To be honest, the target keeps moving. The best open-source models are already outgrowing what a laptop can hold, and they have started outgrowing modest self-hosting too. GLM-5.2, released in June 2026 under a permissive MIT license, is a 744-billion-parameter mixture-of-experts model that beats GPT-5.5 on several long-horizon coding benchmarks at a sixth of the cost. It activates only about 40 billion parameters per token, but you still have to keep all 744 billion resident in memory to serve it—and none of that fits on a laptop, or on a single modest GPU box. Open weights does not mean locally runnable, and the OSS frontier is drifting toward the same “someone else has to host this” reality as the closed models, which folds it right back into that build-versus-buy spectrum.

Even so, don’t count the laptop out. The open models small enough to run locally today are already very capable across a wide range of everyday tasks, and the efficiency techniques that keep landing—quantization, distillation, smarter sparsity—pull more capability down onto hardware you already own. The locally feasible ceiling is rising even as the frontier sprints away from it.

Slow Down 🐢 to Speed Up 🐇

Back to that Gergely Orosz line—individual productivity is up, but team productivity is flat.

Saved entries
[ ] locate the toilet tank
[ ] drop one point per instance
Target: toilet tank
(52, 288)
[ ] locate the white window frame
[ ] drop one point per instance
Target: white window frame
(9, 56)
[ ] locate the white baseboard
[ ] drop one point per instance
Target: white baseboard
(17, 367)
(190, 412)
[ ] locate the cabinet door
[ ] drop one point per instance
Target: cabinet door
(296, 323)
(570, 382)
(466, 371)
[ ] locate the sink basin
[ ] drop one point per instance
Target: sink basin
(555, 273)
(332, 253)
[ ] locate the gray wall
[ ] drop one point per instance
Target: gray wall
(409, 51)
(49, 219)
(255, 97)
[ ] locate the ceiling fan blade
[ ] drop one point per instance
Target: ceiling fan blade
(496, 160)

**Exercise requirements**
(1) Answer these questions from the excerpt on open-source AI models:
(a) In what month and year was GLM-5.2 released, and under what license?
(b) About how many parameters does GLM-5.2 activate per token?
(c) According to the Gergely Orosz line, what kind of productivity is flat?
(2) List every efficiency technique that the excerpt on open-source AI models names.
The saved entries play no part in what follows.

**Responses in order**
(1)
(a) June 2026, under a permissive MIT license.
(b) About 40 billion.
(c) Team productivity.

(2) Quantization, distillation, smarter sparsity